*WHAT YOU HAVE TO DO*. Copy the records below word for word, starting at the very beginning and going on through the line that contains "(1184, 784)". Stop after that line.

[Point placement records]
========
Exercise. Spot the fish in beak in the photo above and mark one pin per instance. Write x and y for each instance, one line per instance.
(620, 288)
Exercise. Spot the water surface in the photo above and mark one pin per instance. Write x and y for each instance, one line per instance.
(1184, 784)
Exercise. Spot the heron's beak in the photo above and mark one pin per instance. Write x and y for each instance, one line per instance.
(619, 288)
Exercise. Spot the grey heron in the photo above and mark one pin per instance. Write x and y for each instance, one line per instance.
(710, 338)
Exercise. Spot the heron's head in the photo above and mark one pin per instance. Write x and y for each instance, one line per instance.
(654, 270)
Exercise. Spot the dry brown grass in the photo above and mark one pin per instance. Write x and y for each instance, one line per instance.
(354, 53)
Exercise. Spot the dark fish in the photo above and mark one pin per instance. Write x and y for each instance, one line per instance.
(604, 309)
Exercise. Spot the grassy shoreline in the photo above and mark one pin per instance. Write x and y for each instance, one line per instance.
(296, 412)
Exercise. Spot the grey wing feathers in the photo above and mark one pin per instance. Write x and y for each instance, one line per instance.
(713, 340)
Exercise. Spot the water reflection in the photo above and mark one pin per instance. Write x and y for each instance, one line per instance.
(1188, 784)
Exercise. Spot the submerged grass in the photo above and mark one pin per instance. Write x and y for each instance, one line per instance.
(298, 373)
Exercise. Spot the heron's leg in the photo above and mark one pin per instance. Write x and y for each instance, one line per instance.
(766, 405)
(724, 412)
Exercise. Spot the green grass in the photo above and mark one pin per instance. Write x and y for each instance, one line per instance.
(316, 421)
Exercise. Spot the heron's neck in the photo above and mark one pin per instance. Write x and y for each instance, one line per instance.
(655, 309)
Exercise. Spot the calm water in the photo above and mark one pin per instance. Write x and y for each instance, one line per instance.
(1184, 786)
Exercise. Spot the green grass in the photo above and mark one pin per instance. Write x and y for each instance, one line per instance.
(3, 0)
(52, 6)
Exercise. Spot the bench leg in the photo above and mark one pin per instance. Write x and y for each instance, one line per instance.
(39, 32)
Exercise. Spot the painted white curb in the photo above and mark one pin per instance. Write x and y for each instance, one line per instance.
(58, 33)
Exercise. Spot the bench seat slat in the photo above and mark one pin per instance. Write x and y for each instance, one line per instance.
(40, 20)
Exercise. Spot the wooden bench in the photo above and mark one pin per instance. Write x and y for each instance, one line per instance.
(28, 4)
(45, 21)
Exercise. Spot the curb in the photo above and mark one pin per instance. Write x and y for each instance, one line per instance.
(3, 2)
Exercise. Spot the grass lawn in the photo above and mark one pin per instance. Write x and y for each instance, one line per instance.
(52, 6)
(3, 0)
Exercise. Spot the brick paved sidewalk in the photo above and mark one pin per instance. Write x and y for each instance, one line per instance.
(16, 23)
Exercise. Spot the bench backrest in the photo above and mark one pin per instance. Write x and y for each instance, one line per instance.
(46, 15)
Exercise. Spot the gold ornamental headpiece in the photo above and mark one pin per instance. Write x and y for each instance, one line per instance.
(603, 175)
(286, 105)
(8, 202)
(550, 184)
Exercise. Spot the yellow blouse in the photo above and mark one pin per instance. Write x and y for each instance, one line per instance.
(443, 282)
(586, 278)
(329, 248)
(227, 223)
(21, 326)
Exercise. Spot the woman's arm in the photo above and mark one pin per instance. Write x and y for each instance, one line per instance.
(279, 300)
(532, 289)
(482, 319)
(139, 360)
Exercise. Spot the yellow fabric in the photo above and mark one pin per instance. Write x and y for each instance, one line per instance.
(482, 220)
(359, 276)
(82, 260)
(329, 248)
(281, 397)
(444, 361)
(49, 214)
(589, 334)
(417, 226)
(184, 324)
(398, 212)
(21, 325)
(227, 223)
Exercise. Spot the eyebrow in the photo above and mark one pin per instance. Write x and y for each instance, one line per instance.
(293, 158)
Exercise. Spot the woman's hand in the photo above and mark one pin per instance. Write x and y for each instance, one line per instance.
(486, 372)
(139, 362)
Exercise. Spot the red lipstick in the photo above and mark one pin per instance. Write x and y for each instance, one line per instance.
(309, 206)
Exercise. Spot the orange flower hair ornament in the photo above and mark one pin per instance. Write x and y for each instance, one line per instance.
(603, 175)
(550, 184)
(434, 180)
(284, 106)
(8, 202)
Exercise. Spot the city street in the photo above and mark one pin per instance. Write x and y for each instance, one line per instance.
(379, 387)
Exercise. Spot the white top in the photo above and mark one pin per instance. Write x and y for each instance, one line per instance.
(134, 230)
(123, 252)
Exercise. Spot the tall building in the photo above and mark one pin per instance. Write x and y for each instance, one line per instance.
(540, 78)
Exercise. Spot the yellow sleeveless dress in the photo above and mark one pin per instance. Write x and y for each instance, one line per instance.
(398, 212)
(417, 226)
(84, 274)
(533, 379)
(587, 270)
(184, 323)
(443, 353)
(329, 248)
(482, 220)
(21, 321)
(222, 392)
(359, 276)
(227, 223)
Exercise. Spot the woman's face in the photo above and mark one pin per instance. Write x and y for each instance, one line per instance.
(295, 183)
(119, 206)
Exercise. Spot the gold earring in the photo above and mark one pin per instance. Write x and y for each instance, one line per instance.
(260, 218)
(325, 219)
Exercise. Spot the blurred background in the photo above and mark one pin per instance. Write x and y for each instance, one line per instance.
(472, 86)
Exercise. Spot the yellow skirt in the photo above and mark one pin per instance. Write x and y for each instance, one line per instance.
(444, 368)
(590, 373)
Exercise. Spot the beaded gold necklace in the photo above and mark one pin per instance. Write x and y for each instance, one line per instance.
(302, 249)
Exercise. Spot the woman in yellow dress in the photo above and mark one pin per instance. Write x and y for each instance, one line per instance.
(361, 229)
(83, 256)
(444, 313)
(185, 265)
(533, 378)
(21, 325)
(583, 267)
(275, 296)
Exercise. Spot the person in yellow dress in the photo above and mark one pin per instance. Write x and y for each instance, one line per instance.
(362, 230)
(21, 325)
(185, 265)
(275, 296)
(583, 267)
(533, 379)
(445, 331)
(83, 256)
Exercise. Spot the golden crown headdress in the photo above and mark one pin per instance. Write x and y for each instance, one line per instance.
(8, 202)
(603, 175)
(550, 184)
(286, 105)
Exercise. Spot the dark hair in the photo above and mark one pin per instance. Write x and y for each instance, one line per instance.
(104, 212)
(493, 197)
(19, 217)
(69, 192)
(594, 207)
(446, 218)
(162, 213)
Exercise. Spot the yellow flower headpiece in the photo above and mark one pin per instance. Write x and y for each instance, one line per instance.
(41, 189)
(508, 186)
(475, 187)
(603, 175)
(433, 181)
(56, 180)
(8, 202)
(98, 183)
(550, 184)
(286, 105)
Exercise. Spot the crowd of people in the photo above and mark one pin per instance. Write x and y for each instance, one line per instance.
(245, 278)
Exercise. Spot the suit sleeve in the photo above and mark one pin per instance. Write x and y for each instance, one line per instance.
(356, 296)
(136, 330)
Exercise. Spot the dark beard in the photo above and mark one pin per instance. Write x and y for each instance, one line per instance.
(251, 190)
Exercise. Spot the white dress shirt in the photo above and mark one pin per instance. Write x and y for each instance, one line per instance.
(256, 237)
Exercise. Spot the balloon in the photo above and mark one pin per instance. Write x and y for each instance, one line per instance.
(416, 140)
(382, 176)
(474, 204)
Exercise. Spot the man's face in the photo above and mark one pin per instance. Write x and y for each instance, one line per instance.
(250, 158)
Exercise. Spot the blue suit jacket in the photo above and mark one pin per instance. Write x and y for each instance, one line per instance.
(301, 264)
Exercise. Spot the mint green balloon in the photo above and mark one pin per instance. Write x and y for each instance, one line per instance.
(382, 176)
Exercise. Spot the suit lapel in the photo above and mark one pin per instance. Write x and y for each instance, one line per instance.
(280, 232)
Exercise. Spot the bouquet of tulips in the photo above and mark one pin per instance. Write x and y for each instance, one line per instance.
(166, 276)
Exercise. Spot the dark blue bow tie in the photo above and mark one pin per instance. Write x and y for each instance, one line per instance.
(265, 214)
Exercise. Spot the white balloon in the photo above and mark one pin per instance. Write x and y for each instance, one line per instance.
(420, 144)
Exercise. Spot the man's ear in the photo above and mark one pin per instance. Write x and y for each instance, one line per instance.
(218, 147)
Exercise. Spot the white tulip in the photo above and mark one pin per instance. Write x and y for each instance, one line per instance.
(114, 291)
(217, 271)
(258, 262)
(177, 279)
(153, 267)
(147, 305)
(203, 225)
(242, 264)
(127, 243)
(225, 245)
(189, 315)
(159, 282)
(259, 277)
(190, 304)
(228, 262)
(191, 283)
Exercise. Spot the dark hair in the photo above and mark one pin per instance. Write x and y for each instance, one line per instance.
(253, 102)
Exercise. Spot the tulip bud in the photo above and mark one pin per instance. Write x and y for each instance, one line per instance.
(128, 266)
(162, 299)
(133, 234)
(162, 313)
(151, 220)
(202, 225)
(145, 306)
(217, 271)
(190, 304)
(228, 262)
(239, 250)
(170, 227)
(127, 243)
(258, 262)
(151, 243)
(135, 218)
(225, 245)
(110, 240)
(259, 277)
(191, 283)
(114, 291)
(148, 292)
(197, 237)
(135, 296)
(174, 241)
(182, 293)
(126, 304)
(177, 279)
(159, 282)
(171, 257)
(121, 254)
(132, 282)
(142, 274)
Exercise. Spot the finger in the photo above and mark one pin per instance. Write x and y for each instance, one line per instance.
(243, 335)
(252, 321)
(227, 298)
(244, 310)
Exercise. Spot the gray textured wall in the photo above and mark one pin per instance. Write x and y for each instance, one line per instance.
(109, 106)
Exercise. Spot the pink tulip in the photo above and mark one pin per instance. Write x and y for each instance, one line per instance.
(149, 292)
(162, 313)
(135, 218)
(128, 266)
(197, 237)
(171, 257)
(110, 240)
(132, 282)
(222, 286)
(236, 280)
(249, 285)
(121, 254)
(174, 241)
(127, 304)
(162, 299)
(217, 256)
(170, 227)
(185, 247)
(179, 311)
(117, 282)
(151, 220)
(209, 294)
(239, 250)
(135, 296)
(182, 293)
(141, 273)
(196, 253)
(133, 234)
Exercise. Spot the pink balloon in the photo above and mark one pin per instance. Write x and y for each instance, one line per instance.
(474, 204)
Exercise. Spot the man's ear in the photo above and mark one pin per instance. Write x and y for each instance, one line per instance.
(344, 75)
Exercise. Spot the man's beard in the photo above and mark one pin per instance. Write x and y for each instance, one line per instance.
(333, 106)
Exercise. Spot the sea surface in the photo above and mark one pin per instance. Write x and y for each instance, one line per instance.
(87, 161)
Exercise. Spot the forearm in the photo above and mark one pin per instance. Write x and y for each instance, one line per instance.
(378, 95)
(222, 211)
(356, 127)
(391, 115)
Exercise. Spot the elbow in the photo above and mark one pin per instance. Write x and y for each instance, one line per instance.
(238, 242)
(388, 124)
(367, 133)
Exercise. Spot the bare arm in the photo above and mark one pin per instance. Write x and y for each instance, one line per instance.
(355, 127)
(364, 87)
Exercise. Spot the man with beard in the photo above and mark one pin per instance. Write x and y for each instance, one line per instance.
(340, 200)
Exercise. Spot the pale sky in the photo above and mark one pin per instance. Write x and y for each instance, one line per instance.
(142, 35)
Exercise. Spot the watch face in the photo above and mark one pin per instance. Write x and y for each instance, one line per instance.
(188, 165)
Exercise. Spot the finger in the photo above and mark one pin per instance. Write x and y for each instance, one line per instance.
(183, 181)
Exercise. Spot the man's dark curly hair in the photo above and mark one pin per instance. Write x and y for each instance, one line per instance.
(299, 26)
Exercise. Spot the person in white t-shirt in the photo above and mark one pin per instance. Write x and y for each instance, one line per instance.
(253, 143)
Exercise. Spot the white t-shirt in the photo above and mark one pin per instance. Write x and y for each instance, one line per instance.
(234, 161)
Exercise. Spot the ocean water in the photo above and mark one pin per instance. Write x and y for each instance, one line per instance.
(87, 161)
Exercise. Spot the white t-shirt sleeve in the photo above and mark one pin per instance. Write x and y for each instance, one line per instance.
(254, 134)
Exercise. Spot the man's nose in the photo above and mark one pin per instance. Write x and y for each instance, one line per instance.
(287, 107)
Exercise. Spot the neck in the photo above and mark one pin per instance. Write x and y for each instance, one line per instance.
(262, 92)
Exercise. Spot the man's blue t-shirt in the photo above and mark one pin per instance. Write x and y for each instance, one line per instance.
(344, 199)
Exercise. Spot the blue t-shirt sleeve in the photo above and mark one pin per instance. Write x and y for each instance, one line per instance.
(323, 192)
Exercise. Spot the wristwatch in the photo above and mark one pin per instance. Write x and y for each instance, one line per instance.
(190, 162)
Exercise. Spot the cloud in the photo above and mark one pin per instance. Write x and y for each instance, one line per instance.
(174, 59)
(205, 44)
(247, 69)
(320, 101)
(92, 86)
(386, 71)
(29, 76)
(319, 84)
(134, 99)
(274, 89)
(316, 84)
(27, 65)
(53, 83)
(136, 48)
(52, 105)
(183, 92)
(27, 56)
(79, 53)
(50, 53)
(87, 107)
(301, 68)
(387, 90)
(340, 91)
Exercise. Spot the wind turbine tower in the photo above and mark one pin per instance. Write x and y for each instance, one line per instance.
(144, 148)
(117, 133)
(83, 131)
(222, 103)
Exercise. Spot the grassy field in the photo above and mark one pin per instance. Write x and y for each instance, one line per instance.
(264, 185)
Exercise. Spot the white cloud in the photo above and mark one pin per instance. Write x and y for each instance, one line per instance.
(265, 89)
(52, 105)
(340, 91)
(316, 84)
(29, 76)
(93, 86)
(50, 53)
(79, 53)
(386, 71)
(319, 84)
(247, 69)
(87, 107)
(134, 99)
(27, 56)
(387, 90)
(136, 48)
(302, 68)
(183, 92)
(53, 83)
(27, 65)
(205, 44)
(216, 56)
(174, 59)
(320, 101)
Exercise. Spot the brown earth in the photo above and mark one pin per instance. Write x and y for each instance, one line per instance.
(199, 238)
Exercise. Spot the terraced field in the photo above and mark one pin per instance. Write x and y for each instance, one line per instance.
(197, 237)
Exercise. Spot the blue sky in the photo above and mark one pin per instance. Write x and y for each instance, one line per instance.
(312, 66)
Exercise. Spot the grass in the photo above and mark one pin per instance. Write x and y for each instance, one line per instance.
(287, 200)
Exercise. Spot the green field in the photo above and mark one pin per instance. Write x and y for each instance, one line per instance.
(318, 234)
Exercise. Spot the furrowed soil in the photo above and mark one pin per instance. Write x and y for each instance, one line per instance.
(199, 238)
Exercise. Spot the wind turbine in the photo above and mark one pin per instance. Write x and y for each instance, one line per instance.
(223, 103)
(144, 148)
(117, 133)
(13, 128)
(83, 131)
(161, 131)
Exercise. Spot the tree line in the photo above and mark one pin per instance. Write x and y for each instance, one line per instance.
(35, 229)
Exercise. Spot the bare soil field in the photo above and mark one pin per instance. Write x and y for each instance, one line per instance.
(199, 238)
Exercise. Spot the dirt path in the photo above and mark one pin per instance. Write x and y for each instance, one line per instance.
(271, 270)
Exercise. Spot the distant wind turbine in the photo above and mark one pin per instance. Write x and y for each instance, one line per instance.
========
*OUTPUT*.
Exercise. Spot the fish in beak in the photo above and mark one pin per instance. Write x and y for each instance, one line per instance.
(620, 288)
Exercise. Spot the water surface in the photo above and mark one pin per instance. Write x and y for each instance, one line per instance.
(1184, 784)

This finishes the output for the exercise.